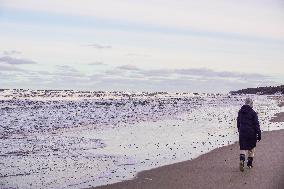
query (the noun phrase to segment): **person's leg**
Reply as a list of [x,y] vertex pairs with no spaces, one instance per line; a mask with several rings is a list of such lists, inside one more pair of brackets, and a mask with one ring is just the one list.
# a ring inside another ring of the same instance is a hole
[[246,160],[246,153],[247,153],[247,150],[240,150],[240,161]]
[[248,157],[254,157],[255,148],[248,150]]
[[253,162],[254,152],[255,152],[255,148],[248,151],[248,162],[247,162],[248,168],[253,167],[252,162]]
[[246,160],[246,151],[240,150],[240,171],[244,171],[245,160]]

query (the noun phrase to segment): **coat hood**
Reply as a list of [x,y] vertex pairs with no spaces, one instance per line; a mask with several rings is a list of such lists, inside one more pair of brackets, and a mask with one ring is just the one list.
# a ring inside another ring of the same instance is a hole
[[248,113],[250,111],[252,111],[252,108],[249,105],[243,105],[240,110],[241,113]]

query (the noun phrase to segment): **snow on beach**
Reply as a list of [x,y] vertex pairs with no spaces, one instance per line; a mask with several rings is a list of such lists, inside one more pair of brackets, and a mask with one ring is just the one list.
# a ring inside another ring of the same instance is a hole
[[[252,96],[262,130],[283,112]],[[0,91],[0,188],[86,188],[207,153],[238,140],[245,96]]]

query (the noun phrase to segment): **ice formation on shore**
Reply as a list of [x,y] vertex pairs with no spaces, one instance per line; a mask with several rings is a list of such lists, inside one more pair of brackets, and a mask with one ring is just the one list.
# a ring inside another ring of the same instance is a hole
[[[252,96],[262,130],[283,111]],[[244,96],[0,91],[0,188],[86,188],[189,160],[238,140]]]

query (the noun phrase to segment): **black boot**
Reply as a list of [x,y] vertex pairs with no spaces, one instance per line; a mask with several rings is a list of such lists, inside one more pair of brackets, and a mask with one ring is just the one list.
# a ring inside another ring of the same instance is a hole
[[245,154],[240,154],[240,171],[245,170],[245,160],[246,160],[246,155]]
[[248,166],[248,168],[253,168],[253,166],[252,166],[252,161],[253,161],[253,157],[248,157],[248,162],[247,162],[247,166]]

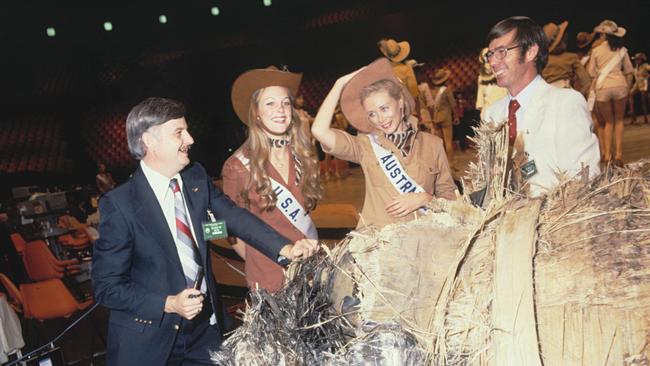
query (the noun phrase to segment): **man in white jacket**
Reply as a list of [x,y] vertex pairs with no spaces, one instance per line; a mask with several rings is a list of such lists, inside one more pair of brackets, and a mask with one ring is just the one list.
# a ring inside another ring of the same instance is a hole
[[558,174],[574,176],[583,167],[589,168],[590,177],[600,173],[598,139],[584,97],[549,85],[540,75],[548,60],[542,28],[530,18],[511,17],[490,30],[487,42],[486,59],[508,94],[483,117],[508,123],[510,143],[523,145],[522,175],[529,194],[555,188]]

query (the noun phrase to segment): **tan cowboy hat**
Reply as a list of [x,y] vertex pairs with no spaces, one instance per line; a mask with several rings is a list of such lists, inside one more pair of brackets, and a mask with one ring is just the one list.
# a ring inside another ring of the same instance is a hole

···

About this task: Repeat each line of the records exactly, dropping the pictures.

Your solution:
query (the noun phrase to segment): **person's leg**
Reply as a list of [x,y] vertex pairs with no spaces, one instance per line; a mask with several rings is a list of such lists, inside one more pair of brackets, and a mask with one ring is just the one list.
# a ring inside another ring of the same instance is a hole
[[246,160],[246,153],[247,153],[247,150],[240,150],[240,161]]
[[248,157],[254,157],[255,148],[248,150]]
[[253,162],[254,152],[255,152],[255,148],[248,151],[248,162],[247,162],[248,168],[253,167],[252,162]]
[[246,160],[246,151],[240,150],[240,171],[244,171],[245,160]]

query (the noun phrase to segment): **coat hood**
Reply as a list of [x,y] vertex pairs with no spaces, one instance per line; a mask with several rings is a list of such lists, inside one more pair of brackets, and a mask with one ring is just the one list.
# a ring inside another ring of the same instance is a hole
[[248,113],[250,111],[252,111],[252,108],[249,105],[243,105],[240,110],[241,113]]

query (the noun phrase to segment): **snow on beach**
Reply as a list of [x,y] vertex pairs with no spaces, one instance per line; a mask with several rings is a list of such lists, inside one more pair of brackets, and a mask with one ring is just the one list.
# a ring inside another ring of the same instance is a hole
[[[252,96],[262,130],[283,112]],[[0,91],[0,188],[86,188],[207,153],[238,140],[245,96]]]

query (the noun phrase to segment): **ice formation on shore**
Reply as a list of [x,y] vertex pairs with no spaces, one instance per line; a mask with several rings is a list of such lists, inside one more pair of brackets, and a mask with one ring is just the one list.
# a ring inside another ring of the same instance is a hole
[[[252,96],[262,130],[283,111]],[[244,96],[0,91],[0,188],[86,188],[189,160],[238,140]]]

query (the noun phrase to segment): **black boot**
Reply as a list of [x,y] vertex pairs with no spaces, one instance per line; a mask with several rings is a list of such lists, inside one more pair of brackets, and a mask with one ring is just the one list.
# a ring inside another ring of the same instance is a hole
[[245,154],[240,154],[240,171],[245,170],[245,160],[246,160],[246,155]]
[[248,166],[248,168],[253,168],[253,166],[252,166],[252,161],[253,161],[253,157],[248,157],[248,162],[247,162],[247,166]]

query (the noun phrase to segment): **man in white jacket**
Reply as a list of [x,y] vertex pairs with no spaces, one instance per line; a mask with several rings is a list of such lists, inside one more pair of brackets, and a mask with one ring is just the one list.
# a ring inside another ring of the same instance is a hole
[[558,174],[574,176],[583,167],[589,168],[590,177],[600,173],[598,139],[584,97],[549,85],[540,75],[548,60],[542,28],[530,18],[511,17],[490,30],[487,42],[486,59],[508,94],[483,117],[508,123],[510,143],[523,145],[522,175],[529,194],[555,188]]

query (the noun phrase to segment): **tan cowboy hat**
Reply as a list of [x,y] vertex pairs with no spaces, one instance per line; a mask with several rings is a list of such lists, inside one more pair of brackets, and a mask with one ring is just the one list.
# a ring inside another ring of the same instance is a hole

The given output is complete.